┌─ Information provided
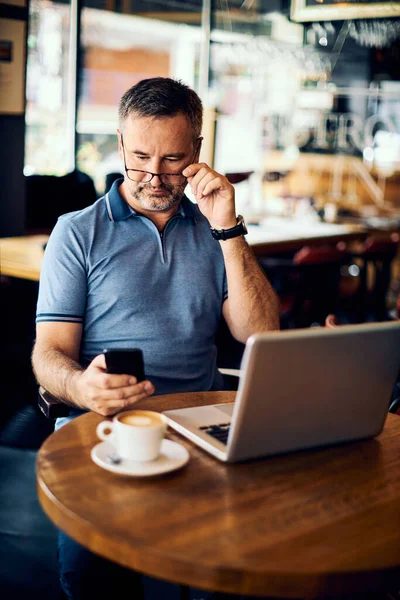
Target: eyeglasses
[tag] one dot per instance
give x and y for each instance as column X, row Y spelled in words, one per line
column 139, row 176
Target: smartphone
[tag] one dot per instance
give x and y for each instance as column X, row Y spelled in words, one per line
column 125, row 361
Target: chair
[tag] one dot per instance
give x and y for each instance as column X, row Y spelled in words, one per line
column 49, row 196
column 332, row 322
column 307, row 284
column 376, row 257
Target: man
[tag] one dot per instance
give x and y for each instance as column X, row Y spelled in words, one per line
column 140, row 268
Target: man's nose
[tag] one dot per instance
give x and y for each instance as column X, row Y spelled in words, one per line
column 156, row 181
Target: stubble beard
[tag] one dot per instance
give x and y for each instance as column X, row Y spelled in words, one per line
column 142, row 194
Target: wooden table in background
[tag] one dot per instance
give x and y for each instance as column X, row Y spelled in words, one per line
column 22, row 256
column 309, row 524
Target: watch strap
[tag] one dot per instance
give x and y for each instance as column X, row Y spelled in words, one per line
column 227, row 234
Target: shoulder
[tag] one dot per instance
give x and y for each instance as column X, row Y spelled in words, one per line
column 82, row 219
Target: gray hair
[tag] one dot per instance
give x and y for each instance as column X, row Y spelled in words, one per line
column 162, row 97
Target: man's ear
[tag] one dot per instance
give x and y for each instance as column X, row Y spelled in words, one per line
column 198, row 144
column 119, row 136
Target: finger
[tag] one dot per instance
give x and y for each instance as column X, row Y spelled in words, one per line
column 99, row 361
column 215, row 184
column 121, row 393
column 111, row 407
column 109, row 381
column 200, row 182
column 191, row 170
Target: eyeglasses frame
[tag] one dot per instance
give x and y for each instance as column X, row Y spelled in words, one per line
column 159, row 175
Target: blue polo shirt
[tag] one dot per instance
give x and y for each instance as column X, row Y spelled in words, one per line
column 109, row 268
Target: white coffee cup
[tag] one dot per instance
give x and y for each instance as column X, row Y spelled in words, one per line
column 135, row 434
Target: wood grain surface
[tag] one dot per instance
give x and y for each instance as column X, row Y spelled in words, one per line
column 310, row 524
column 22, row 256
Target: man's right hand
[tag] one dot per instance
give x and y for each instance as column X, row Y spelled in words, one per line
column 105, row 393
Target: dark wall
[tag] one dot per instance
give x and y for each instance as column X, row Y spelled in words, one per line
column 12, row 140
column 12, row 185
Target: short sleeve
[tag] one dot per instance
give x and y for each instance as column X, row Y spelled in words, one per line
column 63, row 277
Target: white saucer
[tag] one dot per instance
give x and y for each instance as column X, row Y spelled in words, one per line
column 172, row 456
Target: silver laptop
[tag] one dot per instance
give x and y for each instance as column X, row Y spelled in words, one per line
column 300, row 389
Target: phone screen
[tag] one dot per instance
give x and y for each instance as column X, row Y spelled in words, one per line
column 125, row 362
└─
> Written request:
Rewrite the listing above with every "Target" changed to "Object", keeping everything else the same. Leave the pictures out of your answer.

> Expected output:
Object: eyeglasses
[tag] one dot per instance
give x and y for each instance as column X, row Y spelled in words, one per line
column 139, row 176
Object: smartphone
[tag] one dot per instance
give x and y for each instance as column X, row Y spelled in words, one per line
column 125, row 361
Object: chair
[tag] one dot per instance
give x and y for each instance as column X, row Y spelled in words, one per line
column 49, row 196
column 332, row 322
column 307, row 284
column 376, row 257
Object: man
[tag] one dot per instance
give x and y for each instance as column X, row Y spelled in words, one per line
column 140, row 268
Object: man's nose
[tag] one dot per instance
give x and y for each instance as column X, row Y spelled in words, one per line
column 156, row 181
Object: stubble beard
[tag] one dot per instance
give x and y for each instance as column X, row Y spelled in words, one per line
column 142, row 194
Object: wooden table in background
[tag] one dot per instance
give x and y for each instance as column X, row Y spelled in words, one per line
column 22, row 256
column 309, row 524
Object: watch strap
[tag] one dot per instance
give x and y for each instance as column X, row Y spelled in words, one per line
column 227, row 234
Object: shoulder
[tag] one dot per instance
give x and y for each instance as column X, row Y spelled in words, one per line
column 82, row 219
Object: gray hair
[tag] one dot per instance
give x and y for each instance as column X, row Y spelled in words, one per line
column 162, row 97
Object: man's ear
[tag] one dot per instance
give x and y for each instance as column X, row Y spelled in words, one per line
column 198, row 144
column 119, row 136
Object: finger
[tag] one dot per instance
give x and y for each instance as column X, row Y spelled in words, one per line
column 99, row 361
column 215, row 184
column 121, row 393
column 111, row 407
column 109, row 381
column 200, row 182
column 191, row 170
Object: eyeglasses frame
[tag] one dot per instance
give x and y for each instance as column X, row Y spelled in words, one per line
column 159, row 175
Object: blue polo shirt
[tag] one dot per instance
give x and y for each instance as column X, row Y spelled in words, one per line
column 109, row 268
Object: white coffee cup
[tag] one dot per instance
give x and y for each instance as column X, row Y spelled in words, one per line
column 135, row 434
Object: wood grain surface
[tag] one dot per instance
give x and y for each instance as column X, row Y spelled in words, one per line
column 310, row 524
column 22, row 256
Object: man's right hand
[tag] one dot per instance
give x and y for each instance as column X, row Y spelled in words, one per line
column 105, row 393
Object: dark wall
[tag] one dot per instance
give x and y for each instance as column X, row Y spelled in words, one per line
column 12, row 140
column 12, row 185
Object: short sleeve
[tag] one dot per instance
give x and y for each instance as column X, row Y spelled in words, one per line
column 63, row 277
Object: white saucer
[tag] one dot per instance
give x and y for each instance as column X, row Y spelled in words, one per line
column 172, row 456
Object: silver laptop
[tag] one dot per instance
give x and y for each instance as column X, row Y spelled in words, one per line
column 300, row 389
Object: phone screen
[tag] one dot per instance
give x and y for each instance as column X, row Y spelled in words, one per line
column 125, row 362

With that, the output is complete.